======== Stored data

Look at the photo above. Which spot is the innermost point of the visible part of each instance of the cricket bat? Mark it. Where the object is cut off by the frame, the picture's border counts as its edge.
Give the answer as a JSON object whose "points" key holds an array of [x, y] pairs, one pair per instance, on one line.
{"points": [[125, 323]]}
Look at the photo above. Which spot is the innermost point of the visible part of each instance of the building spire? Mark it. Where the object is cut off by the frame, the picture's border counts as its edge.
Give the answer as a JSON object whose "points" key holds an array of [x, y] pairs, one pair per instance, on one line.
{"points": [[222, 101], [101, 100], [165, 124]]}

================

-- Problem description --
Nothing in the data should be altered; please repeat it exactly.

-- Result of the exercise --
Look at the photo above. Which spot is the innermost point of the visible part of each instance of the cricket bat? Mark it. Where the object is cut off by the frame, the picture's border counts as its edge.
Give the answer as a JSON object whose "points" key holds an array of [x, y] pairs, one pair per instance, on one line.
{"points": [[125, 323]]}
Look at the photo above. Which spot is the innermost point of the visible part of each instance of the building spire? Mark it. Where the object is cut off by the frame, the picture's border counts as its edge.
Give the answer as a JSON object whose "points" key holds an array of [x, y] pairs, one pair per instance, on one line.
{"points": [[222, 101], [101, 100], [165, 124]]}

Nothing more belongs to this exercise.